* USING THE INFORMATION *
1. Answer these questions about the fragging review, one line each:
(a) What sentence did Cornett receive after his conviction?
(b) In how many fragging incidents did the record review find that the perpetrator or attempted perpetrator mentioned any anti-government or anti-war sentiment?
(c) Whose social experiment was Project 100,000?
2. Write out a passage from the fragging review word for word, starting at the words "Fourth, anti-war activism" and stopping after "heretofore enlistment standards.".

TEXT EXCERPT Start Marker

Third, NCOs were fragged just as often as officers. The news media and Congress apparently had no interest in the deaths of NCOs, however.

Fourth, anti-war activism had absolutely no part in fragging. A review of the records, including CID investigations and court-martial records of all fragging incidents revealed only two instances in which any anti-government or anti-war sentiment was even mentioned by the perpetrator or attempted perpetrator.

Fifth, there were a myriad of causes leading to fragging. One of them was Secretary of Defense McNamara's social experiment in Project 100,000, in which men were inducted who failed to meet enlistment standards. That was a disaster of the U.S. Army on many levels. Ironically, the former Secretary of Defense, Donald Rumsfield, did exactly the same thing in the Global War On Terror, allowing the enlistment of men and women who didn't meet heretofore enlistment standards.

Sixth and finally, both the U.S. Army and Marines didn't simply put fraggers up against the wall after a court-martial conviction and shoot them. In one instance in 1972, SSG Allen G. Cornett, Jr. attempted to kill LTC Donald Bongers, with a hand grenade. At the court-martial, most of Cornett's superior officers and NCOs testified that Cornett was a good soldier and LTC Bongers was a very poor leader. Cornett was convicted and sentenced to one year in prison. At the end of that year, he was returned to active duty and later rertired 17 years later as a Master Sergeant.

FRAGGING: WHY U.S. SOLDIERS ASSAULTED THEIR OFFICERS IN VIETNAM is both an eye-opening and well researched book that dispells the many myths and lies about the issue of fragging during the Vietnam War. This book should be on the library shelf of any serious student of military history.

Lt. Colonel Robert A. Lynn, Florida Guard
Orlando, Florida
Ishnllador
In 1969, with the Vietnam War raging, we had nowhere near the patriotic fervor of WW2. Gone were the scores of young men dropping out of college to enlist. Gone were the Black Americans begging for combat assignments. On the contrary, there was growing anti-war militancy among Black soldiers, not to mention pervasive drug use among soldiers of all races. Scores of soldiers didn’t want to be there, so it’s no wonder that so many officers were murdered with fragmentation grenades.

TEXT EXCERPT End Marker
EXTRACTED MATERIAL Start Marker

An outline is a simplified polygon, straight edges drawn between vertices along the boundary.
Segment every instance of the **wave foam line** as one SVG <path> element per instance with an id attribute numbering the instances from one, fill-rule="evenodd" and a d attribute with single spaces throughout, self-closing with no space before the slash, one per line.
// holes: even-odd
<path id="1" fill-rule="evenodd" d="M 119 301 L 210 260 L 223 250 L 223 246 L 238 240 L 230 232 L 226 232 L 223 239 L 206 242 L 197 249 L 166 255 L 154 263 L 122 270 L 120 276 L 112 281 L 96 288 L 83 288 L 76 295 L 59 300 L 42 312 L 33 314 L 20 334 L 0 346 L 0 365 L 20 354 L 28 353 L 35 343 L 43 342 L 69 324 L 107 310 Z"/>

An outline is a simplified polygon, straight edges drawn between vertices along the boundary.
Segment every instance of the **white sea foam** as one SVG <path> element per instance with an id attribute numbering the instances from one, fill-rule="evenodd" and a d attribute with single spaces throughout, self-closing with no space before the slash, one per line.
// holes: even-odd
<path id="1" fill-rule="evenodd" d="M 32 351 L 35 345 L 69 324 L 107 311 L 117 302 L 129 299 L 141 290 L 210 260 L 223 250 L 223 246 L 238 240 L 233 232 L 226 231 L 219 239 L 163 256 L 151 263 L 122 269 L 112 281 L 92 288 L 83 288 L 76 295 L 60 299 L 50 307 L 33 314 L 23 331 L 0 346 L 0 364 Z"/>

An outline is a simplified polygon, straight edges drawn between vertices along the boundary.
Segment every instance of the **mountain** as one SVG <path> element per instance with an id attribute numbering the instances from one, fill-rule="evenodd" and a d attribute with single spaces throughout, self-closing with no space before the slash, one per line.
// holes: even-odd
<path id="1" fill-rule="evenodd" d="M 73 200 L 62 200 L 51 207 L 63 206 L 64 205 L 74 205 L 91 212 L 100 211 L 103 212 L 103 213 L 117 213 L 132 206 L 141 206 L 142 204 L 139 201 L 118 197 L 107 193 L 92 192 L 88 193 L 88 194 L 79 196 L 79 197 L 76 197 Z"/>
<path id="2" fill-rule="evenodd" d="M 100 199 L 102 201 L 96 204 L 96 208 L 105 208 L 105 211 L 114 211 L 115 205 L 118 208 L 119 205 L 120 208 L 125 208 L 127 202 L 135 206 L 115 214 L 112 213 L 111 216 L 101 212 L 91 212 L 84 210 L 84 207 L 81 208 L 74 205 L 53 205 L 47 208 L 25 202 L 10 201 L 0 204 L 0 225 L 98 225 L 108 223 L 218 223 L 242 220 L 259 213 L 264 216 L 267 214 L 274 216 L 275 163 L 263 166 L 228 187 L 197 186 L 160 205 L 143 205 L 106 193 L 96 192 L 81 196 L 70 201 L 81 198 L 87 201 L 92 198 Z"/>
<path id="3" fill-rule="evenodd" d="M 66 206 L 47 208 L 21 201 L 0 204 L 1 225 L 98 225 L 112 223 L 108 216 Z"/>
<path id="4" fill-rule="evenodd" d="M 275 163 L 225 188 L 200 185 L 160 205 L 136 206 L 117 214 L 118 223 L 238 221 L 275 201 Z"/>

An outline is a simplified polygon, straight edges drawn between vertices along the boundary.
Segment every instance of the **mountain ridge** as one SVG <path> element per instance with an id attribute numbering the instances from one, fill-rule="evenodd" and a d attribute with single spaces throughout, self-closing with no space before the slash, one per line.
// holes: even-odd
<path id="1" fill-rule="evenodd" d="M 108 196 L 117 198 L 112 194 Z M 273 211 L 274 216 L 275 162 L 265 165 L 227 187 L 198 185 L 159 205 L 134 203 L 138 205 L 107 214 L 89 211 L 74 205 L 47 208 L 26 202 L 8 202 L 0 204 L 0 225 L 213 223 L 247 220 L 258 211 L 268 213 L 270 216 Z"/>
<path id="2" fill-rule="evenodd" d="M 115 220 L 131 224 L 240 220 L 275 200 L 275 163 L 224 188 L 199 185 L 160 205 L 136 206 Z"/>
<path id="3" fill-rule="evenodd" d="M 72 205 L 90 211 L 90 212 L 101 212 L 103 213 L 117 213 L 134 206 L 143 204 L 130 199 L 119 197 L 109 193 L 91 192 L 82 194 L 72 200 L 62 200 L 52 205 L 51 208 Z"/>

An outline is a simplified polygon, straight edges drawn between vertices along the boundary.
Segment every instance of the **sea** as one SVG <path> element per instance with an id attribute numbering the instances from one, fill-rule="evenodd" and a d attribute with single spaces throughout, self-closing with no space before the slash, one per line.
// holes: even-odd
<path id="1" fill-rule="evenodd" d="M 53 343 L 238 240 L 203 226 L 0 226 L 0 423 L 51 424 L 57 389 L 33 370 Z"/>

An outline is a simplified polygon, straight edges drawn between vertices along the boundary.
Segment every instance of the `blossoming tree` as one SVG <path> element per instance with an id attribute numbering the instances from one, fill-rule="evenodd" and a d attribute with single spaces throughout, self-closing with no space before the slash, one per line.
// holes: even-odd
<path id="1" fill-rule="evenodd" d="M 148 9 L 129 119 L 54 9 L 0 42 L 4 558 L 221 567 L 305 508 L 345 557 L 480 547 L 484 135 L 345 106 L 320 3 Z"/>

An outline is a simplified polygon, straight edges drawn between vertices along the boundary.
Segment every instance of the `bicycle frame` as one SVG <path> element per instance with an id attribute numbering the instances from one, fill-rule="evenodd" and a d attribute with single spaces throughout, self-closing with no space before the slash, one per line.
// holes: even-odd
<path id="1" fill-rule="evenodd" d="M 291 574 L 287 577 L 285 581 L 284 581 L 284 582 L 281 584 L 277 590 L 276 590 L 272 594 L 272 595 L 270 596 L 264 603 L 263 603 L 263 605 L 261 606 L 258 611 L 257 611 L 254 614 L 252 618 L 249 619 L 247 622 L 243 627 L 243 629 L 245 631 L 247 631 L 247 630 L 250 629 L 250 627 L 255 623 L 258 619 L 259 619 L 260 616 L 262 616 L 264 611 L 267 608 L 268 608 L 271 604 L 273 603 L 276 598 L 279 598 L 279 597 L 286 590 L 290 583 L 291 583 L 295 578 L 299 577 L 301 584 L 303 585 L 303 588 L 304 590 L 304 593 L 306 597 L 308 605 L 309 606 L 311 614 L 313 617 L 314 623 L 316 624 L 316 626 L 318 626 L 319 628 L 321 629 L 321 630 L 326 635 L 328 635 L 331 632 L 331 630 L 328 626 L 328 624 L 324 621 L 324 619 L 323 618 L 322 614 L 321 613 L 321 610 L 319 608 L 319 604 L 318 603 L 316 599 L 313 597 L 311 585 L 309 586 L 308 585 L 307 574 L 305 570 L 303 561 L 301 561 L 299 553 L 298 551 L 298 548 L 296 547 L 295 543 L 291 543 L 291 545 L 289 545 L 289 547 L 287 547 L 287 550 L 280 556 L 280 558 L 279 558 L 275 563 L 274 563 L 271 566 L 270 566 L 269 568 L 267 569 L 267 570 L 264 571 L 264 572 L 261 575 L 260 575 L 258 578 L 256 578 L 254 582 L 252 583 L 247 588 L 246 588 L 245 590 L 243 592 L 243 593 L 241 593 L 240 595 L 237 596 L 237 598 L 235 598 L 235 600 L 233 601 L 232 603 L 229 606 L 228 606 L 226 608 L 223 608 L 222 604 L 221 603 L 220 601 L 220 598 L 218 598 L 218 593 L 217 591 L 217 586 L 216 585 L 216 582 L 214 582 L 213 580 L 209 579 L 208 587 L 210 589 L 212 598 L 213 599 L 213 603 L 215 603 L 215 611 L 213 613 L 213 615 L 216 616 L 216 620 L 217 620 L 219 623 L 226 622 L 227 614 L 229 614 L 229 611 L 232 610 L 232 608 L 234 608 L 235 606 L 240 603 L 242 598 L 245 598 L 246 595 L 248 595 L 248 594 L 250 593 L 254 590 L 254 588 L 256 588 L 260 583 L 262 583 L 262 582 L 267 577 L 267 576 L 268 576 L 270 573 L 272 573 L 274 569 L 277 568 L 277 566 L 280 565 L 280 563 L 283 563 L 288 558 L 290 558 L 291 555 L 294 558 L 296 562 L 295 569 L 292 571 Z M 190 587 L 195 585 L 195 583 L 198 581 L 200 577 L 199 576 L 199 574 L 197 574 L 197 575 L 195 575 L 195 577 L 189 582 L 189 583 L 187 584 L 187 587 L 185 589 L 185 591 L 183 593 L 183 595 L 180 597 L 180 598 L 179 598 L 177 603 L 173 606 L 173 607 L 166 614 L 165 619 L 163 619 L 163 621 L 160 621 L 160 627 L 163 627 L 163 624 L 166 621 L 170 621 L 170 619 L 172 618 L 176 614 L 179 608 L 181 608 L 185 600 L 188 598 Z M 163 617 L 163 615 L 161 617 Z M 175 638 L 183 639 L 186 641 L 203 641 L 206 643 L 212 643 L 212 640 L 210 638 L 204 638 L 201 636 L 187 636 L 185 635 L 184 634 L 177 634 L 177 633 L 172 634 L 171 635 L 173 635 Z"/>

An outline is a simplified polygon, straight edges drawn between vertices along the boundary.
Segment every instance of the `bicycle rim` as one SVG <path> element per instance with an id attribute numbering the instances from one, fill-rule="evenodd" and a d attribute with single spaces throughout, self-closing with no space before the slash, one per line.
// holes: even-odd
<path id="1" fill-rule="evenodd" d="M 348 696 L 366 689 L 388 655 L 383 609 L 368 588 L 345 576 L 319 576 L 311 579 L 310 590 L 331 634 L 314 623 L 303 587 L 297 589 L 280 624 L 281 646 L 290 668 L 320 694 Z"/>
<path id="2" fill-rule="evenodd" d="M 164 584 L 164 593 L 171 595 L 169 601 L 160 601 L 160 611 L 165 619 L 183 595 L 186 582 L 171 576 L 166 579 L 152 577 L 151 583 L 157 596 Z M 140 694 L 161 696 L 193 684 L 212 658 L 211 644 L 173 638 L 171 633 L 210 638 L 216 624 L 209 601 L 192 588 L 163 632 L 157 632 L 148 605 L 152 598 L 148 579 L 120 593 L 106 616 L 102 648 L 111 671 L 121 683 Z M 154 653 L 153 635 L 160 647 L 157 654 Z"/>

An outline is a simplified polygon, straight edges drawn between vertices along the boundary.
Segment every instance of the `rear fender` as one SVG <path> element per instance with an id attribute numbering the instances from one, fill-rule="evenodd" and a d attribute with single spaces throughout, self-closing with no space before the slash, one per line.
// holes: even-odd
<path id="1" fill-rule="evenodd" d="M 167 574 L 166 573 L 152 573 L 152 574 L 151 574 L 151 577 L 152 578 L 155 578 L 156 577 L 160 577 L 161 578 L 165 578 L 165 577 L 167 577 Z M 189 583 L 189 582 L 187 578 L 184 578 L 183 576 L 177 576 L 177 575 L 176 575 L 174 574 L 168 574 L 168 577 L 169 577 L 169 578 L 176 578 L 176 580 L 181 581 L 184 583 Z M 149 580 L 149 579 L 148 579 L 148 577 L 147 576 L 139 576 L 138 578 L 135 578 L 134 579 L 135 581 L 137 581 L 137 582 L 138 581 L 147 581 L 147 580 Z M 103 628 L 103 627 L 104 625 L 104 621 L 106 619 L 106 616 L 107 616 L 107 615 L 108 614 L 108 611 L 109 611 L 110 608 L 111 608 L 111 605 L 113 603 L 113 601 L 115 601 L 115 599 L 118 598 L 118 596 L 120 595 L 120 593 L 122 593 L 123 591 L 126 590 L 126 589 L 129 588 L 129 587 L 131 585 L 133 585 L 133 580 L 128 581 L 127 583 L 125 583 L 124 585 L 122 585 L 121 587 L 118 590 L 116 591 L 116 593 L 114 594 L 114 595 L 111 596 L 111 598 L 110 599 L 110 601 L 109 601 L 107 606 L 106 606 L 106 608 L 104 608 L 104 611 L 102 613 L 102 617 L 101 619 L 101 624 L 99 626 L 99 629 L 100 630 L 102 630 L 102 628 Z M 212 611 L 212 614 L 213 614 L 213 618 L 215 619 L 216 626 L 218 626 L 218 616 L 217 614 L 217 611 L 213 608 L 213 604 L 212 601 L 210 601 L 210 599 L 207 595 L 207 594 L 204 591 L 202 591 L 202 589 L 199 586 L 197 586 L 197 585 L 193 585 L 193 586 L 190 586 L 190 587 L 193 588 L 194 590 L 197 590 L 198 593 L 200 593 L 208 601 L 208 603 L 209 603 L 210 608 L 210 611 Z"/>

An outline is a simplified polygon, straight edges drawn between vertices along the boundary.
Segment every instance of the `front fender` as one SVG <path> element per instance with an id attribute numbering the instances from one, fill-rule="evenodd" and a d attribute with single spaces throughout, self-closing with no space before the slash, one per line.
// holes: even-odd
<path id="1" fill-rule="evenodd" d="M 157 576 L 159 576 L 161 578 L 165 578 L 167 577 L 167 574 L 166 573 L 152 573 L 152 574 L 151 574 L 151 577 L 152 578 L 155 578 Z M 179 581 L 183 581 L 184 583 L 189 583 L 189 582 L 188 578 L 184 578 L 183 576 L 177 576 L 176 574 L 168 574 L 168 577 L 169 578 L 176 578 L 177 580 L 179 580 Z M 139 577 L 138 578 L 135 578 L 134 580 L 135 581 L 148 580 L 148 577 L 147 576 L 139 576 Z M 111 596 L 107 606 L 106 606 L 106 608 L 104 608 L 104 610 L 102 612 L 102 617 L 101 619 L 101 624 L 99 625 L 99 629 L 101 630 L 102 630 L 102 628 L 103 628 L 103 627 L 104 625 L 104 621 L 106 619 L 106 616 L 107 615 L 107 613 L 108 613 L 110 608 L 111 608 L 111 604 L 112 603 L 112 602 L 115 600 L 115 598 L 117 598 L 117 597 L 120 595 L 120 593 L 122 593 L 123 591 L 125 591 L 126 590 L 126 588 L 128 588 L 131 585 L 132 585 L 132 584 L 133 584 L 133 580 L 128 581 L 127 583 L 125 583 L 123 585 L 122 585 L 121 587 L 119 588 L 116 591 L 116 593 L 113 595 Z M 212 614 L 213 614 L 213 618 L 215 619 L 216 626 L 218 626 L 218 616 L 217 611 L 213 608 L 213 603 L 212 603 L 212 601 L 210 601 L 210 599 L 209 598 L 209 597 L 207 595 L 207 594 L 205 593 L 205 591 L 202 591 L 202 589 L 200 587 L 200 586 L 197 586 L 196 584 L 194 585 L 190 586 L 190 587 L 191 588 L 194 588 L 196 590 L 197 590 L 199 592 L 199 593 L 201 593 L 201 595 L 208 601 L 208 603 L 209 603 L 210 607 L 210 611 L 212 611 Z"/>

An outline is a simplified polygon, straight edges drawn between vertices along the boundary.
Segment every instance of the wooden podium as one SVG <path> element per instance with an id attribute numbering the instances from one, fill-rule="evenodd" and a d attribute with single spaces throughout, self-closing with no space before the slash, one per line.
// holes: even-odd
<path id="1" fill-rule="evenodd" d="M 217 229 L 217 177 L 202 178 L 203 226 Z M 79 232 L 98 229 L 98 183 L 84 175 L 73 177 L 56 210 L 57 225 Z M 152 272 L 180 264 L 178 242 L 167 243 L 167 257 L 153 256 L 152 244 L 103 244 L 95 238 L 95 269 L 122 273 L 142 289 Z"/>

EXTRACTED MATERIAL End Marker

* ANSWERS TO THIS EXERCISE *
1.
(a) One year in prison.
(b) Two.
(c) Secretary of Defense McNamara's.

2.
Fourth, anti-war activism had absolutely no part in fragging. A review of the records, including CID investigations and court-martial records of all fragging incidents revealed only two instances in which any anti-government or anti-war sentiment was even mentioned by the perpetrator or attempted perpetrator.

Fifth, there were a myriad of causes leading to fragging. One of them was Secretary of Defense McNamara's social experiment in Project 100,000, in which men were inducted who failed to meet enlistment standards. That was a disaster of the U.S. Army on many levels. Ironically, the former Secretary of Defense, Donald Rumsfield, did exactly the same thing in the Global War On Terror, allowing the enlistment of men and women who didn't meet heretofore enlistment standards.